Text provided
We calculated the fraction $f_{3{\mathrm{a}}^{″}}^{\text{exc}}$ using the measured ion yields of CD₂OH⁺, CH₃CD₂OH⁺ (m/z = 48), and CH₃CDOH⁺ (m/z = 46) (Fig. 4C). We express the CD₂OH⁺ yield I(CD₂OH⁺) as I(CD₂OH⁺) ∝ P_10a′ + $f_{3{\mathrm{a}}^{″}}^{\text{exc}}$P_3a″, where P_10a′ and P_3a″ are the integrated tunneling probabilities from 10a′ and 3a″. The sum of the CH₃CD₂OH⁺ and CH₃CDOH⁺ yields, both of which are correlated to the electronic ground 1 ²A″ state of CH₃CD₂OH⁺ (23), is similarly expressed as I(CH₃CD₂OH⁺) + I(CH₃CDOH⁺) ∝(1 − $f_{3{\mathrm{a}}^{″}}^{\text{exc}}$)P_3a″. Consequently, we can express the fraction $f_{3{\mathrm{a}}^{″}}^{\text{exc}}$ as

$$f_{3{\mathrm{a}}^{″}}^{\text{exc}}=(R_{\text{ion}}{P}_{3{\mathrm{a}}^{″}}-P_{10{\mathrm{a}}^{\prime }})/(1+R_{\text{ion}})P_{3{\mathrm{a}}^{″}}$$ (2)

where R_ion = I(CD₂OH⁺)/[I(CH₃CD₂OH⁺) + I(CH₃CDOH⁺)]. Inserting the measured ion yield ratio R_ion = 1.3, we obtained $f_{3{\mathrm{a}}^{″}}^{\text{exc}}$ = 0.48. Using the obtained $f_{3{\mathrm{a}}^{″}}^{\text{exc}}$, the linear combination of Eq. 1 reasonably agrees with the experiment as shown in Fig. 4D. However, the RFPADs from the field-free MOs (Ψ_10a′ and Ψ_3a″) show a peak at around φ_RFPAD = 80° (green and blue lines in Fig. 4B), and the measured peak at φ_RFPAD ~ 180° (pink line) cannot be reproduced by linear combination of the two RFPADs from Ψ_10a′ and Ψ_3a″. This suggests that MO deformation is needed to explain the experimental RFPAD for the CD₂OH⁺ channel. As shown in Fig. 1B, the contribution of the field-free 8a′ orbital to the deformed HOMO-1 orbital is essential for the peak at φ_RFPAD ~ 180°. The remaining discrepancy between the theory and experiment in Fig. 4D is attributed to the deviation from the axial-recoil approximation in the CD₂OH⁺ production.

An observed orientation dependence of the ionization probability has been well described by the tunnel ionization of an inner valence MO (10a′) deformed by an intense laser electric field. The MO deformation is not unique to ethanol but should occur in general, especially for polyatomic molecules with a high density of inner valence levels. The orientation dependence of the MO deformation presented in this study will open the door to direct control of electronic dynamics leading to selective bond breaking. Combining molecular orientation and a subcycle probe would serve this end.

Data shown

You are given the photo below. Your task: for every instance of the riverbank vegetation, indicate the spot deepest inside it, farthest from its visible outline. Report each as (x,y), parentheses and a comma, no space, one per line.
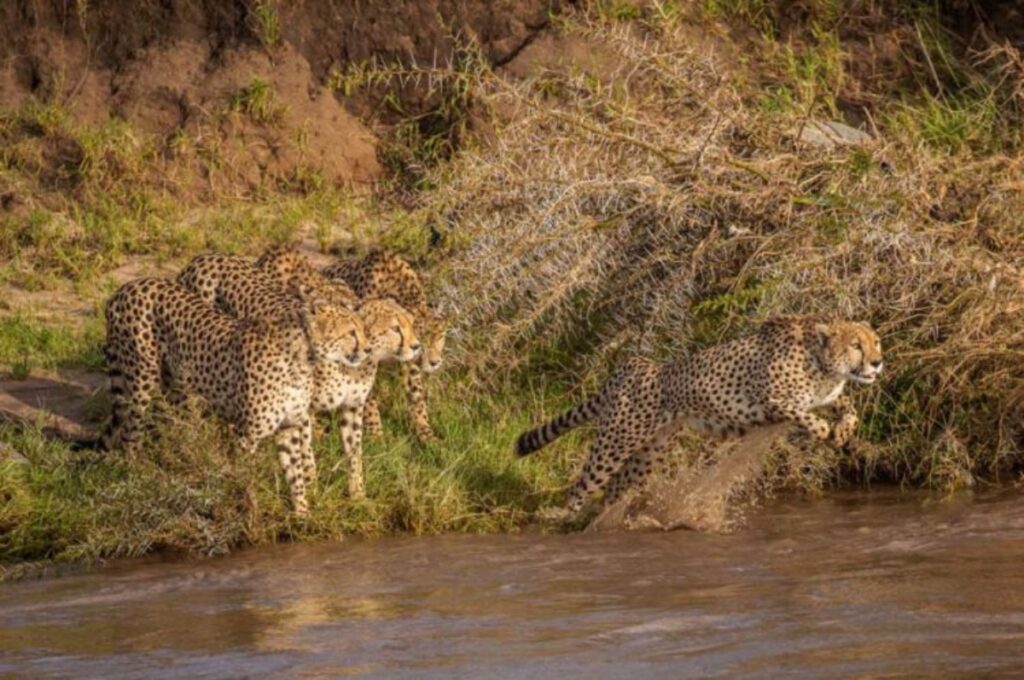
(643,178)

Work instructions
Continue the passage on laser-deformed molecular orbitals in ethanol ionization from its last sentence.

Output
MATERIALS AND METHODS

Experimental and analytical details

A linearly polarized Ti:Sapphire laser pulse (~60 fs, ~800 nm, and ~140 μJ) was converted into a circularly polarized pulse by passing through an achromatic quarter wave plate and was focused on an effusive ethanol beam with an off-axis parabolic mirror (f = 200 mm). The effusive beam of deuterated ethanol CH₃CD₂OH vapor was continuously supplied into a vacuum chamber through a microsyringe (70-μm inner diameter) and a skimmer (0.2-mm orifice diameter; Beam Dynamics model 2). The base pressure of the chamber without the sample was below 1 × 10⁻⁸ Pa.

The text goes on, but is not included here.